• **The records**
%%
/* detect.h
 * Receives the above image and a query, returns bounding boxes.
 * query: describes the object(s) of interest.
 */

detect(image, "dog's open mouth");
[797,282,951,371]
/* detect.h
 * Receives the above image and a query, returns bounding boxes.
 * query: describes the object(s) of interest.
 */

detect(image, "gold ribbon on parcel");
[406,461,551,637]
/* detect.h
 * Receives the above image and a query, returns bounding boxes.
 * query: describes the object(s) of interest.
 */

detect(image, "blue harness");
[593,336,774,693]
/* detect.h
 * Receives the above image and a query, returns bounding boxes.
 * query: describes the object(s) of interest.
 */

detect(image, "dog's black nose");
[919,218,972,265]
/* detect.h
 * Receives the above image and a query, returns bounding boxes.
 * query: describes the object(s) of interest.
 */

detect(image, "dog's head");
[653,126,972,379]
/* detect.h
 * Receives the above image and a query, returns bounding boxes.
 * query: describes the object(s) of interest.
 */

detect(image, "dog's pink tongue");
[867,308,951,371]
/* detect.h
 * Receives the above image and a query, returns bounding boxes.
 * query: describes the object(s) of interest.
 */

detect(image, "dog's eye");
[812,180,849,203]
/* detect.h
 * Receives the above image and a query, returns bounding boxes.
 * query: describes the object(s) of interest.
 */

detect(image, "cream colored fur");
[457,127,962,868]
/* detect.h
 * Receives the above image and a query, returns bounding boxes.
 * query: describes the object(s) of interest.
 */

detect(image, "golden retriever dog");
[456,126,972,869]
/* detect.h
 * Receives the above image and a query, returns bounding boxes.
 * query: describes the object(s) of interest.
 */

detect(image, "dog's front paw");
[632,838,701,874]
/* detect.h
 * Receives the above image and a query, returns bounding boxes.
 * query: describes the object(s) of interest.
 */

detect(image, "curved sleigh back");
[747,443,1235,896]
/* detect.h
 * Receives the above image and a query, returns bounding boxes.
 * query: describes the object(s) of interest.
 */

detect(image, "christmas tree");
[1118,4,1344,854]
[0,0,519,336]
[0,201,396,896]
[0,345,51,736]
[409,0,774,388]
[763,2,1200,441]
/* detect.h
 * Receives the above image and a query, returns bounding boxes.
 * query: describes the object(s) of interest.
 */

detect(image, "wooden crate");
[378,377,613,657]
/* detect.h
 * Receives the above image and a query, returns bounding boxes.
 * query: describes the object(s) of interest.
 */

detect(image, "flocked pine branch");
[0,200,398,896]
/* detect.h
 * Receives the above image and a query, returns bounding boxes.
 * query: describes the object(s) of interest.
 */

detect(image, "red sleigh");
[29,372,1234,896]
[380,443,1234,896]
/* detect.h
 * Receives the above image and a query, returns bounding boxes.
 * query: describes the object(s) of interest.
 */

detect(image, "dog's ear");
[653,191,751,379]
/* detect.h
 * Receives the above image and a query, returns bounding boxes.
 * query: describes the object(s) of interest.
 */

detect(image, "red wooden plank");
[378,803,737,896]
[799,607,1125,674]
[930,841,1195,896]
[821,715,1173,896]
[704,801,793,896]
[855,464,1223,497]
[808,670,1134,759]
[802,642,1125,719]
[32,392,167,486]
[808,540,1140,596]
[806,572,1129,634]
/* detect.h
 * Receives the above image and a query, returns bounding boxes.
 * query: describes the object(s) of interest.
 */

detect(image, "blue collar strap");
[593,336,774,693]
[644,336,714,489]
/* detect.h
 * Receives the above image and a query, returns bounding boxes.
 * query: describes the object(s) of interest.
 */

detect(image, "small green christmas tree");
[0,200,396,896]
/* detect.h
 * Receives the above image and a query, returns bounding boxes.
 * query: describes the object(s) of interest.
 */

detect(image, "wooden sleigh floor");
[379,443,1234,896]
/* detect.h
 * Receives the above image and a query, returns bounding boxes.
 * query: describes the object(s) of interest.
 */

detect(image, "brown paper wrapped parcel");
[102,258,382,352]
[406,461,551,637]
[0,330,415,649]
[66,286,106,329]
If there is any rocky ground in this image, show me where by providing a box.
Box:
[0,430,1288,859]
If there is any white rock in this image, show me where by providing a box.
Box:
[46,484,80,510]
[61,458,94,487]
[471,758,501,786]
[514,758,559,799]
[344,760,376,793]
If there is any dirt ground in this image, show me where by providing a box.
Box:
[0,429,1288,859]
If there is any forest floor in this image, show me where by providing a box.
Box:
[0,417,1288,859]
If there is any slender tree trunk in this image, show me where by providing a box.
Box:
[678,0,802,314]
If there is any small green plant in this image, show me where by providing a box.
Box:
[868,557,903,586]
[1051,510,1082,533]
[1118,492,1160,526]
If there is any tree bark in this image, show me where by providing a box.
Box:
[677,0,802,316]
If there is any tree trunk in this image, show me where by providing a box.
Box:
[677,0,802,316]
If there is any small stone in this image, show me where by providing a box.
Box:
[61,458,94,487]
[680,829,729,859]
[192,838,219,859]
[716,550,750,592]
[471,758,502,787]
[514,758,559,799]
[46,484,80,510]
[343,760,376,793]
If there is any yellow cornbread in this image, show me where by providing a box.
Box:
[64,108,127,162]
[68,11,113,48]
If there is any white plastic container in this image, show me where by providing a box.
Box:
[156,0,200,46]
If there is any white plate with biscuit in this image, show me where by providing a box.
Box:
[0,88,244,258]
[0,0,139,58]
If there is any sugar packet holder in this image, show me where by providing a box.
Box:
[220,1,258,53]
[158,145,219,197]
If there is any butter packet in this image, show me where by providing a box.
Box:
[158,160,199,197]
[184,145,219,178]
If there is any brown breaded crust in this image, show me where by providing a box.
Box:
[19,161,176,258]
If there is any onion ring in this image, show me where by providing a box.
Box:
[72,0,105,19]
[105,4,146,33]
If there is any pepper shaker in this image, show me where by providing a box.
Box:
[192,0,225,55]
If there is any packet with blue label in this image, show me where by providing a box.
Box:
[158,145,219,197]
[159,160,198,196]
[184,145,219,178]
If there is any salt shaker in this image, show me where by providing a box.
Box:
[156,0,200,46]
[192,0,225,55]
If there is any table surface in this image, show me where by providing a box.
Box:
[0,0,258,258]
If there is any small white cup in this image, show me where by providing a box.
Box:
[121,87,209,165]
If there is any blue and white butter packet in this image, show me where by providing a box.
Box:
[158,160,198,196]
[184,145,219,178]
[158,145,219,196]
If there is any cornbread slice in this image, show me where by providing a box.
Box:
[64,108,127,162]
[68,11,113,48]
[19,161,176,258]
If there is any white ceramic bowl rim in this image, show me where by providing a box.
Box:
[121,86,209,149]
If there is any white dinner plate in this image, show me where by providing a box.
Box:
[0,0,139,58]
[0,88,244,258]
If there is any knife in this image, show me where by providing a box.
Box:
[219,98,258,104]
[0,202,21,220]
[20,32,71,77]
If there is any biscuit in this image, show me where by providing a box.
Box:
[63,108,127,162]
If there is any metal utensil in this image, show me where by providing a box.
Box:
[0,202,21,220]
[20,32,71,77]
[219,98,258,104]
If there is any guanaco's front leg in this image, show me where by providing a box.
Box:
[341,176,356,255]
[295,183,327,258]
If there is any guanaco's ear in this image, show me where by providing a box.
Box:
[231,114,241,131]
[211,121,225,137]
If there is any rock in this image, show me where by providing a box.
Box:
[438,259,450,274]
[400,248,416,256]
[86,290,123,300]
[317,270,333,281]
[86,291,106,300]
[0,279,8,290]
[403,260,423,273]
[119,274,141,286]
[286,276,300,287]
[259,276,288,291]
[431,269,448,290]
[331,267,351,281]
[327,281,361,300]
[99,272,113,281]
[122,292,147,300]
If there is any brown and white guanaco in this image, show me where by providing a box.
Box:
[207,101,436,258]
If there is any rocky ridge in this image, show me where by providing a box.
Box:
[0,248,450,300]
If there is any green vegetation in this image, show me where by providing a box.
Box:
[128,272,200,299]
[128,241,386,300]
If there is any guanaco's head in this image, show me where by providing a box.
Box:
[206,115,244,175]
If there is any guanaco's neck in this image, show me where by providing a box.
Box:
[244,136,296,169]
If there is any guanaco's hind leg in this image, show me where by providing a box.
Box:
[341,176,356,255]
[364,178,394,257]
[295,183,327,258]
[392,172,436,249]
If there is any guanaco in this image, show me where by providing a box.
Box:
%%
• **Exercise instructions**
Count the lines in the items above that contain the word "brown", and reply with the number alone.

• **Reply**
3